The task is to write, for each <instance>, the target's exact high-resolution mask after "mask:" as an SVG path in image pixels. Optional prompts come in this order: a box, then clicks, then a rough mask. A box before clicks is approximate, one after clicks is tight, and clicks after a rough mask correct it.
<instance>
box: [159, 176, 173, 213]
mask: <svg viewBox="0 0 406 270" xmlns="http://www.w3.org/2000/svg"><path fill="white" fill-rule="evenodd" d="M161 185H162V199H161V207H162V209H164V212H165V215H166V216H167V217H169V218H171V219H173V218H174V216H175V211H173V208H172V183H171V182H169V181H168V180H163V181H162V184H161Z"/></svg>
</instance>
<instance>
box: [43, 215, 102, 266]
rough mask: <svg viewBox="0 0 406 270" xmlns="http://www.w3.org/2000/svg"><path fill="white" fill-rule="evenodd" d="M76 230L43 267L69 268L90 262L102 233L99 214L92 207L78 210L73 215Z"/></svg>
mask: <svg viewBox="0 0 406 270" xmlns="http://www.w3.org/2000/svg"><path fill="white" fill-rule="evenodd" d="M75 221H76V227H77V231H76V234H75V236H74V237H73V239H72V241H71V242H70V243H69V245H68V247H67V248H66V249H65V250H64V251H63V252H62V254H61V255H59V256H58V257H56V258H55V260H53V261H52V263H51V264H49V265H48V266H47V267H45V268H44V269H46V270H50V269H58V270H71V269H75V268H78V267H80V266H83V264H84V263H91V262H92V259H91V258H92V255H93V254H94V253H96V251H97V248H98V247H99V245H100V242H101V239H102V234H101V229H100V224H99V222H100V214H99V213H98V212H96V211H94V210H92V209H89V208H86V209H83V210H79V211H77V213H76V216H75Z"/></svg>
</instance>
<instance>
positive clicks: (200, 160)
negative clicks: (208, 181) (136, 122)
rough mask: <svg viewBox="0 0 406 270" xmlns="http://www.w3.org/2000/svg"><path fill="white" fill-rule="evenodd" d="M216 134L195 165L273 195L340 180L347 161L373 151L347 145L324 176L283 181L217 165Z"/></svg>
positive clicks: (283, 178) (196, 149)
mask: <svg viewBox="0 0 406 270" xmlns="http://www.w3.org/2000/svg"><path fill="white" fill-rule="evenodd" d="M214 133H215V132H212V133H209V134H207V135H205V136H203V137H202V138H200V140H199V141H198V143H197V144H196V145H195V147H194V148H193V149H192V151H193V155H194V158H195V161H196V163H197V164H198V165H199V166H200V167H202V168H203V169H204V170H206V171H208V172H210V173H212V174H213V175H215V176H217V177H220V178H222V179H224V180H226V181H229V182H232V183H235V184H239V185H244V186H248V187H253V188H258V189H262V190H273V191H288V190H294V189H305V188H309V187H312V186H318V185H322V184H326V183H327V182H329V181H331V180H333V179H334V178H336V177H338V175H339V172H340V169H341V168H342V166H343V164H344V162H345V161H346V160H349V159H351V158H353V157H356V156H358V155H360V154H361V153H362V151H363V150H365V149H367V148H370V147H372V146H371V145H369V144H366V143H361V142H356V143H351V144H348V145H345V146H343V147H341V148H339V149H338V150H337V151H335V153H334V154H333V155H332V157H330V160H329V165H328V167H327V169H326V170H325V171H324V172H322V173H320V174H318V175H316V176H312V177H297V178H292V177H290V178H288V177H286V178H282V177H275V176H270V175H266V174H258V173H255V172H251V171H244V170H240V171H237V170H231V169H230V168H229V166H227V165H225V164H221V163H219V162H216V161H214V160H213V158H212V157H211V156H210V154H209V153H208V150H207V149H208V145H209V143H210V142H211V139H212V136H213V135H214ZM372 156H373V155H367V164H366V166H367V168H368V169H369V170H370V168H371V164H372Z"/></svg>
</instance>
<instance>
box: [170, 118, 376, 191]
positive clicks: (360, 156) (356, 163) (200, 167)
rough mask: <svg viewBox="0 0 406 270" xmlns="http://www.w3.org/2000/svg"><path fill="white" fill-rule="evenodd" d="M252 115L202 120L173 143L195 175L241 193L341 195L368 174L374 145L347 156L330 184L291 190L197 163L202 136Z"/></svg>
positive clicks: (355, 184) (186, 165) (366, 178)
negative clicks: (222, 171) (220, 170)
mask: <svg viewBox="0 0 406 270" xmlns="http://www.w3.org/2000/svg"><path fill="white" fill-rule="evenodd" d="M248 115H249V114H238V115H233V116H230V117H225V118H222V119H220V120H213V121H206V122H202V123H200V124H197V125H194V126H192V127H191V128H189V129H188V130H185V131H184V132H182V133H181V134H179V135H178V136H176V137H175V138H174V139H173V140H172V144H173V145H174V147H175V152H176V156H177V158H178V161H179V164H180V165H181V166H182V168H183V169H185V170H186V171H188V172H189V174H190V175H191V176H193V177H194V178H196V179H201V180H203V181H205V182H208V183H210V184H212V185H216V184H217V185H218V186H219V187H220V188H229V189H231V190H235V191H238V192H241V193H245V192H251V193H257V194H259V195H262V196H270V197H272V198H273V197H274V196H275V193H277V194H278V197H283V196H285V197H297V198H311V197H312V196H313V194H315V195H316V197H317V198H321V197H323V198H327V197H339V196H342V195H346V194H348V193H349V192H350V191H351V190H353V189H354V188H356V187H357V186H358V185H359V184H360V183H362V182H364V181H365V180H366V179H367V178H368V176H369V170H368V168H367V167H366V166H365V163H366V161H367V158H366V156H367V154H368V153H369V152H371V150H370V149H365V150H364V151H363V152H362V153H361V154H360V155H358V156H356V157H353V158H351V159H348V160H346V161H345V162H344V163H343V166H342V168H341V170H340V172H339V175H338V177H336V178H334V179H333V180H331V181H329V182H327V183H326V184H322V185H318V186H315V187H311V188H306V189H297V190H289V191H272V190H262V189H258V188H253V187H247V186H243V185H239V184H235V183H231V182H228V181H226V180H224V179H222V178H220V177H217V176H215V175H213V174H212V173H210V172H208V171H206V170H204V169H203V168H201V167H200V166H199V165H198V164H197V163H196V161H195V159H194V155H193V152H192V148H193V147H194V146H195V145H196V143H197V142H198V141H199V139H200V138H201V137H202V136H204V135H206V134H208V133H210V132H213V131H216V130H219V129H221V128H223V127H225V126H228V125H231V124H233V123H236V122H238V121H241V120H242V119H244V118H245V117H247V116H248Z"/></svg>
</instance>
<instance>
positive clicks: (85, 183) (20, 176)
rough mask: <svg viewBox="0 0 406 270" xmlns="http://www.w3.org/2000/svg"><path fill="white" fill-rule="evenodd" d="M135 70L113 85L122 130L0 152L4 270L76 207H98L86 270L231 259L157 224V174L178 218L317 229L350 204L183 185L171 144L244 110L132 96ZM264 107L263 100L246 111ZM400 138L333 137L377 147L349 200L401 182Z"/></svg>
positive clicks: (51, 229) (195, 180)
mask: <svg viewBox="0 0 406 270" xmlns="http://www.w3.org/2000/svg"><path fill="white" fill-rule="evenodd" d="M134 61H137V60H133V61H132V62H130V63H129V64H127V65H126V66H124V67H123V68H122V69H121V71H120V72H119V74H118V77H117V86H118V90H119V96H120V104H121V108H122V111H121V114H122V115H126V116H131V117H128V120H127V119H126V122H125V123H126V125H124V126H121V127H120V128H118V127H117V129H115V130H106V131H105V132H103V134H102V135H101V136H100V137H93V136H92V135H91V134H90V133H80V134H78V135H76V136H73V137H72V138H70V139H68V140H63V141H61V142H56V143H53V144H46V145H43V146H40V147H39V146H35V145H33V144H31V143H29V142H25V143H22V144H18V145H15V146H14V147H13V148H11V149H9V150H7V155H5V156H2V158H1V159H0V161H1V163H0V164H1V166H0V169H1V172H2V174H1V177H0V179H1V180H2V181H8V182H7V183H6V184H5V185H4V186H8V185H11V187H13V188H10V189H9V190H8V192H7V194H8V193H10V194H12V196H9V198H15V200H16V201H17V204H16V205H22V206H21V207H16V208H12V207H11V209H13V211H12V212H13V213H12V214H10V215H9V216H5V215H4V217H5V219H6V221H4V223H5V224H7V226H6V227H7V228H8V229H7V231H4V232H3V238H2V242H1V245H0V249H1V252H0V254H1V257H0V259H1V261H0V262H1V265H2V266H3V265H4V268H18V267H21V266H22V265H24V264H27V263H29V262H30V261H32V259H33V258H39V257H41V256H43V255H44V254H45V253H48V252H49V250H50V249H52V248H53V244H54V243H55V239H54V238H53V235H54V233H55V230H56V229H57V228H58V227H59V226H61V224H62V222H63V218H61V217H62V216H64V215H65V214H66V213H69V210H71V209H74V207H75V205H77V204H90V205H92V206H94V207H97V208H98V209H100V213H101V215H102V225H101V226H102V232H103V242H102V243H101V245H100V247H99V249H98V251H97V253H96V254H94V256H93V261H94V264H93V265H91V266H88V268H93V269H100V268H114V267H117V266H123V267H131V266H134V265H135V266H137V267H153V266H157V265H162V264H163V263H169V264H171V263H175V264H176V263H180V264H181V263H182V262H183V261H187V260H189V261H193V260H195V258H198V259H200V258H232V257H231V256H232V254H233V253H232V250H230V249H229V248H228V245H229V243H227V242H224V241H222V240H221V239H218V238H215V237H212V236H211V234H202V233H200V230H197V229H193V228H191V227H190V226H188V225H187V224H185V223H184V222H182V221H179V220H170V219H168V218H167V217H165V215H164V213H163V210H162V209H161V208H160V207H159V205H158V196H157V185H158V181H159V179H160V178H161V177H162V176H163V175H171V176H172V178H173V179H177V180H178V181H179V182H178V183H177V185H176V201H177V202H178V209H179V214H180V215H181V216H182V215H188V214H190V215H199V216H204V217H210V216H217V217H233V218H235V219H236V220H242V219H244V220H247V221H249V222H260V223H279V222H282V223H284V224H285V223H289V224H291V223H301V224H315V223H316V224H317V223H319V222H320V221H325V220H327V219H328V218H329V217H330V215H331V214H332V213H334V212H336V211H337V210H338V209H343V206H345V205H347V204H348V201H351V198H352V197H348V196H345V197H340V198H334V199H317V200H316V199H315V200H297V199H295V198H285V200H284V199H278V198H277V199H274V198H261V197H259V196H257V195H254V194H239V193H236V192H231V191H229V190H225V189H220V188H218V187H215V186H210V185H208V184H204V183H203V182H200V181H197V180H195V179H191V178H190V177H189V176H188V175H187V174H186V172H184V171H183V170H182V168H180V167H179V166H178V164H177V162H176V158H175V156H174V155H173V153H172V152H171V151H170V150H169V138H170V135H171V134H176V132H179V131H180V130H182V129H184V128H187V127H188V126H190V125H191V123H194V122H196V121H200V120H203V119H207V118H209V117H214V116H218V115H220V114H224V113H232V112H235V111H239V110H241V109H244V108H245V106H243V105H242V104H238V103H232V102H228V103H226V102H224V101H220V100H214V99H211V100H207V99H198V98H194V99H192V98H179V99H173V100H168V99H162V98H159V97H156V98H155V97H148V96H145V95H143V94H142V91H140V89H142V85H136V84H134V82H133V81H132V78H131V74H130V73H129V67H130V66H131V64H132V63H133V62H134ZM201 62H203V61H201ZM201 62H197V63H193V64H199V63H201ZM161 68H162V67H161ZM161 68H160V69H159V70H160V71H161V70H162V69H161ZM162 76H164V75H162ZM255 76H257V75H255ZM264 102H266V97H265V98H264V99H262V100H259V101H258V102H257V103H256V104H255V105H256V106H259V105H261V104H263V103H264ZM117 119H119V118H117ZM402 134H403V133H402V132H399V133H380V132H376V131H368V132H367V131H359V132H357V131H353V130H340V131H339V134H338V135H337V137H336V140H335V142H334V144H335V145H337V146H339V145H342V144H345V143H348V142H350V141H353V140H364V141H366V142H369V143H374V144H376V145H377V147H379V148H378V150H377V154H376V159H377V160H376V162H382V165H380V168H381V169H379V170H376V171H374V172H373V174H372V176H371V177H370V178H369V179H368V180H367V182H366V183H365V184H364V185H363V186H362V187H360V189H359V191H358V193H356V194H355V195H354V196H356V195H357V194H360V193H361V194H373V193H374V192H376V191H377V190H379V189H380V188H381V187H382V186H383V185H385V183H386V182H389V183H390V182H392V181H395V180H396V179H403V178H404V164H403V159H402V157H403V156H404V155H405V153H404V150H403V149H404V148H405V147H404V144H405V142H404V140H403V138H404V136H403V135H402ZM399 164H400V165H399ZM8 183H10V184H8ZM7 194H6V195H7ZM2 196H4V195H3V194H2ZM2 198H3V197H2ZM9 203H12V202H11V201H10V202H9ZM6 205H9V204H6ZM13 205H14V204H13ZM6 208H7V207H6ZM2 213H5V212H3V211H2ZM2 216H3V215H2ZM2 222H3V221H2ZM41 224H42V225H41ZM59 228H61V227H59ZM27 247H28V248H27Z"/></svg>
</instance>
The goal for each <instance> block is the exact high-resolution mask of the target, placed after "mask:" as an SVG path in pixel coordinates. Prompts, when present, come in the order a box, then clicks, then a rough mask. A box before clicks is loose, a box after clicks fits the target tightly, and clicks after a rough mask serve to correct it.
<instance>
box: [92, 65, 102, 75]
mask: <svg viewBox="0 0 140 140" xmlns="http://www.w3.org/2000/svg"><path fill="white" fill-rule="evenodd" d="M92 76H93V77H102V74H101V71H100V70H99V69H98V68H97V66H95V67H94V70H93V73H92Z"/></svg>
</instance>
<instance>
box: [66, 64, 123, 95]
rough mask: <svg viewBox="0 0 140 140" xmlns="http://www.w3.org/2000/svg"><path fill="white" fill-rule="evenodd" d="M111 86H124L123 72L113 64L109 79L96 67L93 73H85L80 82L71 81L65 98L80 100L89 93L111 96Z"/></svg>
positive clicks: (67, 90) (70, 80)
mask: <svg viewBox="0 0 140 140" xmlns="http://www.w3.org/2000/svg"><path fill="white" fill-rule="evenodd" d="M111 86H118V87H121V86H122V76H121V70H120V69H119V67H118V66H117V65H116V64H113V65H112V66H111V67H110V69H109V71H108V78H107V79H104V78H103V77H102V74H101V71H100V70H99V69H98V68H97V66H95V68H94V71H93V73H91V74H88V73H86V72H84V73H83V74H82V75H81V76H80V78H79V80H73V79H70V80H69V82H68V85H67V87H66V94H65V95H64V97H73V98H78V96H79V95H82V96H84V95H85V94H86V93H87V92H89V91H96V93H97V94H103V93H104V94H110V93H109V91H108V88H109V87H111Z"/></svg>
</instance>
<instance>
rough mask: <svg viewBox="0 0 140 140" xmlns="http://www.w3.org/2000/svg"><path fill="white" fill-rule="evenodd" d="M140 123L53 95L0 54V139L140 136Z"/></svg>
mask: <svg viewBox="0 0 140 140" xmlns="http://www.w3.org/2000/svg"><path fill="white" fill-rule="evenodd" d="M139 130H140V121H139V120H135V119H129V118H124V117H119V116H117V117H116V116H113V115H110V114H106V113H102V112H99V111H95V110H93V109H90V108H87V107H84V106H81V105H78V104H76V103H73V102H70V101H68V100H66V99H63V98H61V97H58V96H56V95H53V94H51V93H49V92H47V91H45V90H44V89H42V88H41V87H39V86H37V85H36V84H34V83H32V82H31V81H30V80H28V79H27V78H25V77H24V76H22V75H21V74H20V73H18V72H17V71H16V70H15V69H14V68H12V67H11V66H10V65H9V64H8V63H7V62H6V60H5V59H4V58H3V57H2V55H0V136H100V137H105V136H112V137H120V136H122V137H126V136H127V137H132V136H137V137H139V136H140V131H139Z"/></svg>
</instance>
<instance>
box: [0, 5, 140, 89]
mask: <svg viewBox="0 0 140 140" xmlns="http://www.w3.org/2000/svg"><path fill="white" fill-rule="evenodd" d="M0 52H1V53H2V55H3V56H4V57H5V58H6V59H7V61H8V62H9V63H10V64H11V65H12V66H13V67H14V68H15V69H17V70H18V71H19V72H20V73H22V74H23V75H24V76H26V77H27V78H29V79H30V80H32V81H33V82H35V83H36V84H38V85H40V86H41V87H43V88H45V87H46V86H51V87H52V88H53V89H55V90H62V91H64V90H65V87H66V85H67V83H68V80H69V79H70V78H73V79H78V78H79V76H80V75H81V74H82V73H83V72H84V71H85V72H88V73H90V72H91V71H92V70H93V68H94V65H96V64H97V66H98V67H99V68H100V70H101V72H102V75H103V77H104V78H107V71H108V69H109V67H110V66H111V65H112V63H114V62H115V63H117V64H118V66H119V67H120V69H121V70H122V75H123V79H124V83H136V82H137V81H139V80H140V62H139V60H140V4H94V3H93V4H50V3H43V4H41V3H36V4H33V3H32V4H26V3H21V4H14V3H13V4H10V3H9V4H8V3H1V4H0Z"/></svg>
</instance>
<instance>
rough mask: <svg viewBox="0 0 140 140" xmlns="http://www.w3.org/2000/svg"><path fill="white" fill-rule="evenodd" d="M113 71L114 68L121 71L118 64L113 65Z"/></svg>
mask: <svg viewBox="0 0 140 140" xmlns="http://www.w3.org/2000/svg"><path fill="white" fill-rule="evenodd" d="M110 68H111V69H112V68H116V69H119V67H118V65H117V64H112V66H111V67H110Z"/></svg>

__Your objective__:
Copy word for word the stretch of entries above from the line that has "positive clicks: (360, 156)" through the line that has "positive clicks: (355, 184)", both ends included, and nothing outside it.

__Answer to this task__:
positive clicks: (360, 156) (356, 163) (200, 167)
rough mask: <svg viewBox="0 0 406 270" xmlns="http://www.w3.org/2000/svg"><path fill="white" fill-rule="evenodd" d="M252 115L202 120L173 143L195 175L241 193L341 195L368 174L374 145L347 156L330 184L291 190L197 163L202 136Z"/></svg>
positive clicks: (355, 184) (186, 165) (366, 178)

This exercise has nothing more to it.